▸ **Supplied material**:
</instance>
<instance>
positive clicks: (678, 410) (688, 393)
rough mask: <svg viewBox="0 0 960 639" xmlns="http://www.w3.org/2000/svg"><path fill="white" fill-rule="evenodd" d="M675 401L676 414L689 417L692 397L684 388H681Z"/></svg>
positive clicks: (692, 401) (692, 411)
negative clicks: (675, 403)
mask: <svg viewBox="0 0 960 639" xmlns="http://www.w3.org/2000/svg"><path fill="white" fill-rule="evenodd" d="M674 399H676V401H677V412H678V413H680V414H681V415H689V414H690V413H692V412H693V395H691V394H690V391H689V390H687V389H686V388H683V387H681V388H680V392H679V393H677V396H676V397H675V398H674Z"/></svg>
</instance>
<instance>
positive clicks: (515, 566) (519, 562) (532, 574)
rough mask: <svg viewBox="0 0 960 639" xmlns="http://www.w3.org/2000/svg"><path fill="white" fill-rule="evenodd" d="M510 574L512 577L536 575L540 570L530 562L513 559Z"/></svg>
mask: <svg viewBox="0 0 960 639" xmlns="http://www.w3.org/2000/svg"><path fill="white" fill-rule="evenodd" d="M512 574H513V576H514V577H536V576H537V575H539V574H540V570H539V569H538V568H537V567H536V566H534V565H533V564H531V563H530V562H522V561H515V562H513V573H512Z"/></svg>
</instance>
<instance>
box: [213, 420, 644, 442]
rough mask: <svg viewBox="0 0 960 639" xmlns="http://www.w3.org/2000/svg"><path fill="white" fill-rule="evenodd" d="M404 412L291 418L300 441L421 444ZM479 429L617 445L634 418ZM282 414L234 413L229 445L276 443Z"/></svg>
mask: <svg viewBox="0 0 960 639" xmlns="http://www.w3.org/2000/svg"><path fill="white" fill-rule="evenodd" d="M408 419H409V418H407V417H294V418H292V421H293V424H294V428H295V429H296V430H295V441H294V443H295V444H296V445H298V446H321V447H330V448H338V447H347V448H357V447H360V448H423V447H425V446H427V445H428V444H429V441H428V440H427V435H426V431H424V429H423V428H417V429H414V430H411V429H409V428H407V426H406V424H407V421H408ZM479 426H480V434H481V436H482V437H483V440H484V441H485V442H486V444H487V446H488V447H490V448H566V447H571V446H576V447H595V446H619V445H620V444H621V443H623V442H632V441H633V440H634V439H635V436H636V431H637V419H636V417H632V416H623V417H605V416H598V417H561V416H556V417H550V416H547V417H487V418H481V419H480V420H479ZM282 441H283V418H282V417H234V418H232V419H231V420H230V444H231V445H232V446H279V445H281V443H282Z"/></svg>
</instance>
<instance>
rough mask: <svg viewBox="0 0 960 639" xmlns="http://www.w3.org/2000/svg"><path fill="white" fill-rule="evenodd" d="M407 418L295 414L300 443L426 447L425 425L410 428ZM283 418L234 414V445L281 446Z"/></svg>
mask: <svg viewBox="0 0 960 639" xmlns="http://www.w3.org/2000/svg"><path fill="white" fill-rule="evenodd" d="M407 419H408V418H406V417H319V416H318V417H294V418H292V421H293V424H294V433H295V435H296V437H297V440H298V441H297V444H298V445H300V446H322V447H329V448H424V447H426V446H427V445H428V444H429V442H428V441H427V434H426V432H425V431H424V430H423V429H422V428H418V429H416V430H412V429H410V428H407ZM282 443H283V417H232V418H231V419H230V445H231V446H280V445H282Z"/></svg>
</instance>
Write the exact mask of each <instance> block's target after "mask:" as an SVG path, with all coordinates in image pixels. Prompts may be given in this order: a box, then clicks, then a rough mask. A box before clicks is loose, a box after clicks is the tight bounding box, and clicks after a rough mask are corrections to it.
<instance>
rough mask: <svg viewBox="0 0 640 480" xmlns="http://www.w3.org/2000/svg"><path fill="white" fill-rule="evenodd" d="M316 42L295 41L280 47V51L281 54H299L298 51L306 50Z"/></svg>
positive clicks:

▸ **Problem details**:
Copy out each record from above, exactly.

▸ **Reply to the exercise**:
</instance>
<instance>
positive clicks: (678, 410) (688, 393)
rough mask: <svg viewBox="0 0 960 639" xmlns="http://www.w3.org/2000/svg"><path fill="white" fill-rule="evenodd" d="M675 401L676 414L689 417L692 397L684 388H681Z"/></svg>
positive clicks: (692, 401) (692, 411)
negative clicks: (675, 403)
mask: <svg viewBox="0 0 960 639" xmlns="http://www.w3.org/2000/svg"><path fill="white" fill-rule="evenodd" d="M674 399H676V401H677V412H678V413H680V414H681V415H689V414H690V413H692V412H693V395H691V394H690V391H689V390H687V389H686V388H683V387H681V388H680V392H679V393H677V396H676V397H675V398H674Z"/></svg>
</instance>
<instance>
positive clicks: (515, 566) (519, 562) (532, 574)
rough mask: <svg viewBox="0 0 960 639" xmlns="http://www.w3.org/2000/svg"><path fill="white" fill-rule="evenodd" d="M510 574L512 577L536 575L540 570L530 562L513 559Z"/></svg>
mask: <svg viewBox="0 0 960 639" xmlns="http://www.w3.org/2000/svg"><path fill="white" fill-rule="evenodd" d="M512 574H513V576H514V577H536V576H537V575H539V574H540V570H539V569H538V568H537V567H536V566H534V565H533V564H531V563H530V562H522V561H515V562H513V573H512Z"/></svg>
</instance>
<instance>
box: [213, 420, 644, 442]
rough mask: <svg viewBox="0 0 960 639" xmlns="http://www.w3.org/2000/svg"><path fill="white" fill-rule="evenodd" d="M404 412L291 418L300 441L421 444ZM479 429L617 445L634 418ZM282 414L234 413L229 445L276 443Z"/></svg>
mask: <svg viewBox="0 0 960 639" xmlns="http://www.w3.org/2000/svg"><path fill="white" fill-rule="evenodd" d="M408 419H409V418H407V417H294V418H292V421H293V424H294V428H295V429H296V430H295V441H294V443H295V444H296V445H298V446H321V447H330V448H338V447H347V448H357V447H360V448H423V447H425V446H427V445H428V444H429V441H428V440H427V435H426V431H424V429H423V428H417V429H414V430H411V429H409V428H407V426H406V424H407V421H408ZM479 426H480V434H481V436H482V437H483V440H484V441H485V442H486V444H487V446H488V447H490V448H566V447H571V446H576V447H595V446H619V445H620V444H621V443H623V442H632V441H633V440H634V439H635V436H636V431H637V419H636V417H632V416H623V417H605V416H598V417H561V416H556V417H550V416H547V417H487V418H481V419H480V420H479ZM282 441H283V418H282V417H234V418H232V419H231V420H230V444H231V445H232V446H279V445H281V443H282Z"/></svg>
</instance>
<instance>
rough mask: <svg viewBox="0 0 960 639" xmlns="http://www.w3.org/2000/svg"><path fill="white" fill-rule="evenodd" d="M407 418L295 414L300 443L426 447L425 425L410 428ZM283 418L234 414V445L281 446Z"/></svg>
mask: <svg viewBox="0 0 960 639" xmlns="http://www.w3.org/2000/svg"><path fill="white" fill-rule="evenodd" d="M407 419H408V418H406V417H319V416H318V417H294V418H292V421H293V424H294V433H295V435H296V437H297V440H298V441H297V444H298V445H300V446H322V447H329V448H424V447H426V446H427V445H428V444H429V442H428V441H427V434H426V432H425V431H424V430H423V429H422V428H418V429H416V430H412V429H410V428H407ZM282 443H283V417H232V418H231V419H230V445H231V446H280V445H282Z"/></svg>
</instance>
Write the exact mask of each <instance> block's target after "mask:" as an SVG path, with all coordinates in image pixels. Prompts may be given in this order: a box, then clicks, then a rough mask. A box before clicks is loose, a box after clicks is the tight bounding box, and clicks after a rough mask are corrections to it.
<instance>
rough mask: <svg viewBox="0 0 640 480" xmlns="http://www.w3.org/2000/svg"><path fill="white" fill-rule="evenodd" d="M316 42L295 41L280 47V51L281 54H299L298 51L306 50Z"/></svg>
positive clicks:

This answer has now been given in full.